::: Given text :::
O boy!!! Surprise! It's a BOY!!!

Our last Dr. appt started out much like any other Dr. appt.  Lots of waiting around the waiting room and then finally we are called in.  I held my breath the whole time thinking "Please let this baby be growing and look healthy."  The guy who does the sonogram is pretty socially awkward (why he would choose a profession where he sees women on a daily basis and is touching them with a wand is beyond me.  nice guy but TOTALLY AWKWARD).  He doesn't really say much during the whole process unless you ask him questions and then he will answer away.  He said "everything looks good and your baby weighs a pound a half and is growing beautifully.  Are you interested in knowing the sex of the baby?"  Well yes of course we want confirmation of the sex of the baby.  So again he starts moving around and then he freezes the screen and says "See those things there between the legs?  It's a boy!" 
Baby Boy at 24 weeks


And he smiles at me.  I only remember time stopping and i practically- well not practically i actually did yell at him "Are you shitting me??"  He got so uncomfortable and said "no i'm serious.  See this little turtle looking thing here?"
:::
# What is being asked
In the blog post about the sonogram appointment, at how many weeks is the baby shown in the caption?
::: Supplied data :::
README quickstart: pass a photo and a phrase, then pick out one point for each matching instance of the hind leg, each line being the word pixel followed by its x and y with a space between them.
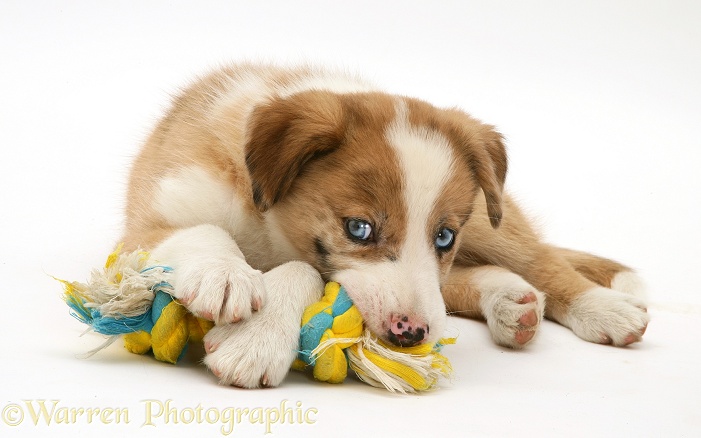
pixel 512 308
pixel 605 272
:::
# Result
24 weeks.